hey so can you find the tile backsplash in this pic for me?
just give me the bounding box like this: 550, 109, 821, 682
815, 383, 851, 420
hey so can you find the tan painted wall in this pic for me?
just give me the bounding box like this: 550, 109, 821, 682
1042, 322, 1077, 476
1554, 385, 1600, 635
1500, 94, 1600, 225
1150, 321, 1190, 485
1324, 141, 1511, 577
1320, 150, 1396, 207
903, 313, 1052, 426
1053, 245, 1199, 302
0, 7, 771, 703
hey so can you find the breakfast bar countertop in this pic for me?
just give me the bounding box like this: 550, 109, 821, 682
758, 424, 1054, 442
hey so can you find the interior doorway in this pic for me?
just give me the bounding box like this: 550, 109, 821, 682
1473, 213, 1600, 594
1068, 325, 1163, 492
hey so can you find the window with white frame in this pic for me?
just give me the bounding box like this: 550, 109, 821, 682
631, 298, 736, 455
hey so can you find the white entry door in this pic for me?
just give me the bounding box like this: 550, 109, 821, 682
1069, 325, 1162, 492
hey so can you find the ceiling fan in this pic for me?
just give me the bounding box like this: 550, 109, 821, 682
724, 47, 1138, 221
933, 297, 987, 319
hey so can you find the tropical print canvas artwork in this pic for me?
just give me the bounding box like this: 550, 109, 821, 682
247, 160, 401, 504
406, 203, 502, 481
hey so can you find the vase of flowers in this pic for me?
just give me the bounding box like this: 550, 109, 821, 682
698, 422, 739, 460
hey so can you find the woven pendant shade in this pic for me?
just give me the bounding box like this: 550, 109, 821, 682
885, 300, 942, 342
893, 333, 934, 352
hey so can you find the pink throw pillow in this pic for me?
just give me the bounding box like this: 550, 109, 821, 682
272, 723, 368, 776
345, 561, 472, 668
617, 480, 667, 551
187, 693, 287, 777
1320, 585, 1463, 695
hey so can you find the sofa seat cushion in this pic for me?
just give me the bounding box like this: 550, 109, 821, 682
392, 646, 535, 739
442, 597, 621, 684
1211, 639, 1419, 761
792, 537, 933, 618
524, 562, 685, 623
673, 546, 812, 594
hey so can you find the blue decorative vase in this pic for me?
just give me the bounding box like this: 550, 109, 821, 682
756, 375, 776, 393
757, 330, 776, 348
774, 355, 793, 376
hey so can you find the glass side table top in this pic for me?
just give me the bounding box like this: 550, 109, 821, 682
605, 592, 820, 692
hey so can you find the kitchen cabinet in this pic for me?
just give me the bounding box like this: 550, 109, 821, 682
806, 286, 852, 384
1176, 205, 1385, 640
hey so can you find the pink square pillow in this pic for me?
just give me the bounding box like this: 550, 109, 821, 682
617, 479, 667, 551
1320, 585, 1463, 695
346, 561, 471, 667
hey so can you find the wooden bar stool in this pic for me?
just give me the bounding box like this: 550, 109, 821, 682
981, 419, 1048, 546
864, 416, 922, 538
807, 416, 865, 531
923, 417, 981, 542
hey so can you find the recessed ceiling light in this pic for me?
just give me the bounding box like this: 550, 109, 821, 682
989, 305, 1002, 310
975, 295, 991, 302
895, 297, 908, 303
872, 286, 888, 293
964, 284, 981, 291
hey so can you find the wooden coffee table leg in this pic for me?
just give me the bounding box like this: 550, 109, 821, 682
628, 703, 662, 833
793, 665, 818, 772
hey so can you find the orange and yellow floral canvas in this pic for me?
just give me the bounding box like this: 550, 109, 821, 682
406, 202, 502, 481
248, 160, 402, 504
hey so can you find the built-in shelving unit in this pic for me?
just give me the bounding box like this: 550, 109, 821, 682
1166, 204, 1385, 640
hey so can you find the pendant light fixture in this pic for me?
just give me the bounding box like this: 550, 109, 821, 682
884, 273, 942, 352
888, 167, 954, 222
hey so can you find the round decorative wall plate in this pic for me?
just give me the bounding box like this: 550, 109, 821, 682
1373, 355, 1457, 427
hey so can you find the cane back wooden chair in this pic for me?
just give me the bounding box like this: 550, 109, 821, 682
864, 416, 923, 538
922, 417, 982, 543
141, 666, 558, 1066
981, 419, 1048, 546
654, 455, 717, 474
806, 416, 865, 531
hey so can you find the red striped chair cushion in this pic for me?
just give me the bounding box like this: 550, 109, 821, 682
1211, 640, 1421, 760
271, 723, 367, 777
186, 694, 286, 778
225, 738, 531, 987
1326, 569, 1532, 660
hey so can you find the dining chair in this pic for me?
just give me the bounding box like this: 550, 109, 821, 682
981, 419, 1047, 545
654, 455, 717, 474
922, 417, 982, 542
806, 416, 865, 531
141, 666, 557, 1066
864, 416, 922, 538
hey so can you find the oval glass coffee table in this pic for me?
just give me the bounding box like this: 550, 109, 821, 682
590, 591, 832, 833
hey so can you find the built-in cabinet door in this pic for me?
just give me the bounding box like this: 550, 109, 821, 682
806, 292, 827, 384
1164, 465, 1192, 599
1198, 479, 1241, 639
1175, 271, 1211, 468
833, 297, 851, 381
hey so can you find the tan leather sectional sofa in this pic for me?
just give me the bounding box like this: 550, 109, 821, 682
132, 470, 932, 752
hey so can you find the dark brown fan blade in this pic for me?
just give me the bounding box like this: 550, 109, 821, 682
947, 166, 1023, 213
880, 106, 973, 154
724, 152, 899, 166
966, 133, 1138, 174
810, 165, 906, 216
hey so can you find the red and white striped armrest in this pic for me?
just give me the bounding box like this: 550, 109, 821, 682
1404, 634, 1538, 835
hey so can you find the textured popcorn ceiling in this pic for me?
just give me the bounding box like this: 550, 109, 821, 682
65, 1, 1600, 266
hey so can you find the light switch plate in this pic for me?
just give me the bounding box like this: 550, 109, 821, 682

┄┄┄┄┄┄┄┄┄┄┄┄┄┄┄┄┄┄┄┄

**Work required:**
Would you please repeat exactly the lines above, starting at the line with "hey so can you find the oval" and stopping at the line with "hey so can you find the built-in cabinet", both included?

**Your solution:**
hey so can you find the oval glass coffee table in this pic for me?
just give me the bounding box like this: 550, 109, 821, 682
590, 591, 832, 833
hey so can you find the built-in cabinet door in this pic for me?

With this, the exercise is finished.